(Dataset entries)
● ● ● ● ● ● ●
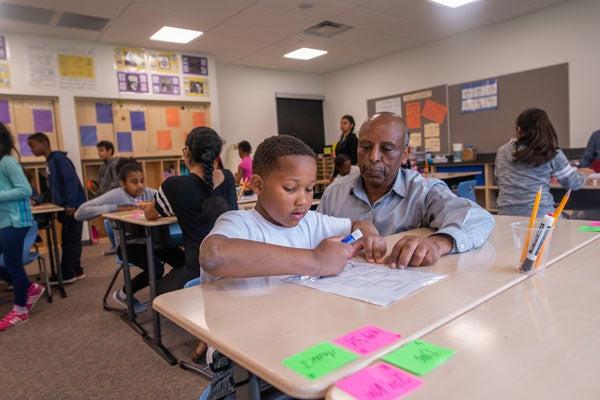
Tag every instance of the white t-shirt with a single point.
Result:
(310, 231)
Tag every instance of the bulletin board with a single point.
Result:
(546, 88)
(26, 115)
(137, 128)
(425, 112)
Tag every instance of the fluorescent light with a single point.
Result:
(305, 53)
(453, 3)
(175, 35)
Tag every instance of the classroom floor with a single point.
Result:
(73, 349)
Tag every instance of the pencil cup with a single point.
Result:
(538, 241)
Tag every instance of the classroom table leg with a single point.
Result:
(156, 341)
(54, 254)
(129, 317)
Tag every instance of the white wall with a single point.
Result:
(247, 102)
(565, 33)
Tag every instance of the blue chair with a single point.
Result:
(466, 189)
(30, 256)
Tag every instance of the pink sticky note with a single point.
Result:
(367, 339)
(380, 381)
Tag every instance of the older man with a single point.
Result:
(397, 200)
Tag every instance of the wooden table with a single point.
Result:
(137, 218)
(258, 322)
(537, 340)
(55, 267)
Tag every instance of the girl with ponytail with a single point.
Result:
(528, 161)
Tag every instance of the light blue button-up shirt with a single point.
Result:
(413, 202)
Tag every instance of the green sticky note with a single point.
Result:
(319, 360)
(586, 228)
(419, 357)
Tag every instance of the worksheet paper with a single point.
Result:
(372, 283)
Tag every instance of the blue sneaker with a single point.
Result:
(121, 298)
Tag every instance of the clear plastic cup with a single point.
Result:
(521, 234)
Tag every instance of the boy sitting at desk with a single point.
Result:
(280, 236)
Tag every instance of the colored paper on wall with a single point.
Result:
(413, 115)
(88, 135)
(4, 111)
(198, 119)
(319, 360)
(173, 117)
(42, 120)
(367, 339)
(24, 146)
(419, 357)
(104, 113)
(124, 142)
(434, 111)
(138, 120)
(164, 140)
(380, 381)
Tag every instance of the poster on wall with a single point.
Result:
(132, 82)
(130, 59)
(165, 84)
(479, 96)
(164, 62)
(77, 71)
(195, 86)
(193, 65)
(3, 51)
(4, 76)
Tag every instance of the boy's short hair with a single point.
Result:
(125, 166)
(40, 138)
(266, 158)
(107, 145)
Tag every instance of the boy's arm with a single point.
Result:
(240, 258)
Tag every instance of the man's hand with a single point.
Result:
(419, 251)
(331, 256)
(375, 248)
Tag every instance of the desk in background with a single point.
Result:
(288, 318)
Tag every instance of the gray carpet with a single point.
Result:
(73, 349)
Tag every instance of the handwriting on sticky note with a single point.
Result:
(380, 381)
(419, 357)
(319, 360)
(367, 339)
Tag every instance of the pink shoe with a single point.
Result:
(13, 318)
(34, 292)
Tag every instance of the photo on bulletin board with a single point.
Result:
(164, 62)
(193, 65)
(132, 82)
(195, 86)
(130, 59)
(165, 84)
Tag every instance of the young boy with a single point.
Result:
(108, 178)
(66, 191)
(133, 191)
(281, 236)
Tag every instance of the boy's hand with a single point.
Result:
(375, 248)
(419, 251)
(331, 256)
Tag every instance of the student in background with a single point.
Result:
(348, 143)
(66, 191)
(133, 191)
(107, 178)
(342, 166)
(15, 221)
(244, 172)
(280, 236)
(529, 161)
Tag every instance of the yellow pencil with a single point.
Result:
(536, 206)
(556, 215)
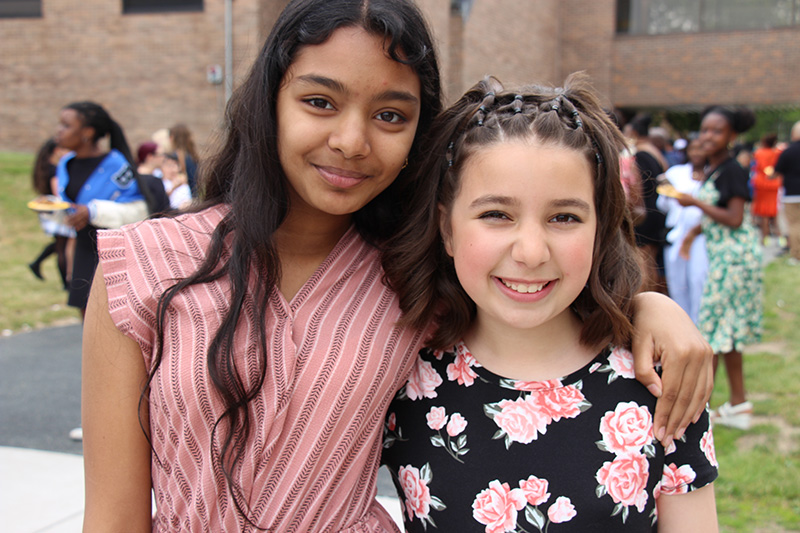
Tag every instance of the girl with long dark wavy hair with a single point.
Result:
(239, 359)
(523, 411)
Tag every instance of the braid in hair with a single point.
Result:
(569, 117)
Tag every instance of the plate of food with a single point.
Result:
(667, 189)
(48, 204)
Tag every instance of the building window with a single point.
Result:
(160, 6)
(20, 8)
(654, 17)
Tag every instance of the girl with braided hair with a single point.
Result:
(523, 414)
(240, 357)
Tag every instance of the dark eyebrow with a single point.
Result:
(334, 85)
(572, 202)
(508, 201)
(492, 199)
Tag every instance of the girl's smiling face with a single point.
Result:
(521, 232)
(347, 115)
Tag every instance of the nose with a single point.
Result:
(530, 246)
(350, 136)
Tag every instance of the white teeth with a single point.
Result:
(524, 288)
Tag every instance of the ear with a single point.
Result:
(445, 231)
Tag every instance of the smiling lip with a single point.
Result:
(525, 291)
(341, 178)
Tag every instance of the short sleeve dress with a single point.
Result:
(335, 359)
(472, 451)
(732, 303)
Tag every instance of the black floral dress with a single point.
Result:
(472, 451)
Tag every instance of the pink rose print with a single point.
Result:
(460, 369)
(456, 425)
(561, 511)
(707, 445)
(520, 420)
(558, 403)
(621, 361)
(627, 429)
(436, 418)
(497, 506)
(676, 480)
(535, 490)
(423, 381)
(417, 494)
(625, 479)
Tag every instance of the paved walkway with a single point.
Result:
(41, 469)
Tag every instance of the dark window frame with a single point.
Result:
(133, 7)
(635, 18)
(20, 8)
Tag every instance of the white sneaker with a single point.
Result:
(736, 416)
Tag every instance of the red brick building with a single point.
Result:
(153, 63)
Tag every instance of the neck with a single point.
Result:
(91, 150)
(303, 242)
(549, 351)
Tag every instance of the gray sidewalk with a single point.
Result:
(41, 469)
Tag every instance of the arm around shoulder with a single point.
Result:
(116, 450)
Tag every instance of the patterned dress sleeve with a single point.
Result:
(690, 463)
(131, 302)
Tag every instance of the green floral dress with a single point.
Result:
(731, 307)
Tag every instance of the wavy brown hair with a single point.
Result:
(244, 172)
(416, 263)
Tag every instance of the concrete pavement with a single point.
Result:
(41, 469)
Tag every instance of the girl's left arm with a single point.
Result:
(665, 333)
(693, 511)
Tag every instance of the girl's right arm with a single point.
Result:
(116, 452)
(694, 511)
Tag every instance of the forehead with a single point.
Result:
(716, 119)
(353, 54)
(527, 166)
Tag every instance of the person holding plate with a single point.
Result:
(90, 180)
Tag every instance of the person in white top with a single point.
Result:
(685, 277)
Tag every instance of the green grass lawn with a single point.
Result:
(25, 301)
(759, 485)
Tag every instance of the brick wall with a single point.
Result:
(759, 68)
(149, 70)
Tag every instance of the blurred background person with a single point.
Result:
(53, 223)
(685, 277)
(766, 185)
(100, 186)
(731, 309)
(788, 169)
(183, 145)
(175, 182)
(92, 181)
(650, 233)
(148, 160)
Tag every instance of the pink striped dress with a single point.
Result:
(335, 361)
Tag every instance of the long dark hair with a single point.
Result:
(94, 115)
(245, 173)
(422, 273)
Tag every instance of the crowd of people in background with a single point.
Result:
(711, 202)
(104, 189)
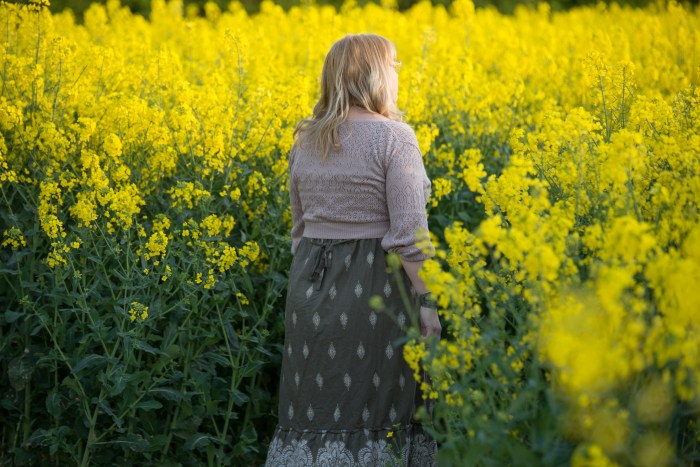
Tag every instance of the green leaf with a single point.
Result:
● ● ● ● ● ● ●
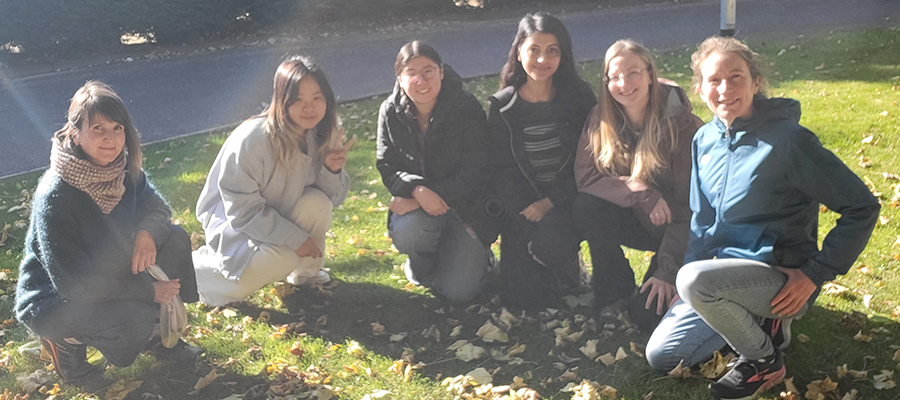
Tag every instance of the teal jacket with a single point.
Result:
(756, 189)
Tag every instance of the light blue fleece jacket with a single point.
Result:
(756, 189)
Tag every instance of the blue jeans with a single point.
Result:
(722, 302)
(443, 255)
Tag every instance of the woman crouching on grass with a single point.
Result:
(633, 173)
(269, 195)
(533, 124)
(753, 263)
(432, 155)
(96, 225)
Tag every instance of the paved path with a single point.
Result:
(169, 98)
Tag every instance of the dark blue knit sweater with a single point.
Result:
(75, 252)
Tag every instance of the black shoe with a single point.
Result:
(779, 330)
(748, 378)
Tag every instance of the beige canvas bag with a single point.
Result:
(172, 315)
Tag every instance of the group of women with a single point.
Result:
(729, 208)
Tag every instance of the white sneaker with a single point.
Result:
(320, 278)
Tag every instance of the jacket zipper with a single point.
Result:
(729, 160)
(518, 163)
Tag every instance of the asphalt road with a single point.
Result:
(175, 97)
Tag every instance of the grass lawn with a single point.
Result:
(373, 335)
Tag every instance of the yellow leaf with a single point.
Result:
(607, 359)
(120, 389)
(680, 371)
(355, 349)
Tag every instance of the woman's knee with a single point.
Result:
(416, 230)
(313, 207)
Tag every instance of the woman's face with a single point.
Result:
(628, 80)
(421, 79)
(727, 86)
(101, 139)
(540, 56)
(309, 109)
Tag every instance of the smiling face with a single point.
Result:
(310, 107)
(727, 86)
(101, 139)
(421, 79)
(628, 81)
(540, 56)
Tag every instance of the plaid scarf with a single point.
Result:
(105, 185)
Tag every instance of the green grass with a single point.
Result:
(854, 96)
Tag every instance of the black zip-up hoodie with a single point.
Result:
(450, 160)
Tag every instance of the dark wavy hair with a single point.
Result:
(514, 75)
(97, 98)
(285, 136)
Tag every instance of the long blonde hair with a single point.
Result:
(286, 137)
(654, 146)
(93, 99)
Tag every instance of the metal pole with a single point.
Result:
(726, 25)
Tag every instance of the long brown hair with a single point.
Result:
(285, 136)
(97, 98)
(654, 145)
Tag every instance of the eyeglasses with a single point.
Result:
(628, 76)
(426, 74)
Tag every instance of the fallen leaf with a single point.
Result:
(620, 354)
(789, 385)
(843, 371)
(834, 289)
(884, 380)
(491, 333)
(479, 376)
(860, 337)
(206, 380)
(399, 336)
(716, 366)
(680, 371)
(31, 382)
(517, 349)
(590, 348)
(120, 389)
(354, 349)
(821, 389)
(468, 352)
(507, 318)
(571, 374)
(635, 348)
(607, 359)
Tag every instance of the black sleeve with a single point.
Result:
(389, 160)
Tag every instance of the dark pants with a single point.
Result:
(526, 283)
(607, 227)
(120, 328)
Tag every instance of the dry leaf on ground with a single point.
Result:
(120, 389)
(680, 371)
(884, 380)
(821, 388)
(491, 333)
● ● ● ● ● ● ●
- PROBLEM TO SOLVE
For the word "jacket", report how many lines of the records contain it; respond with the number only.

- PROBLEM SOLUTION
3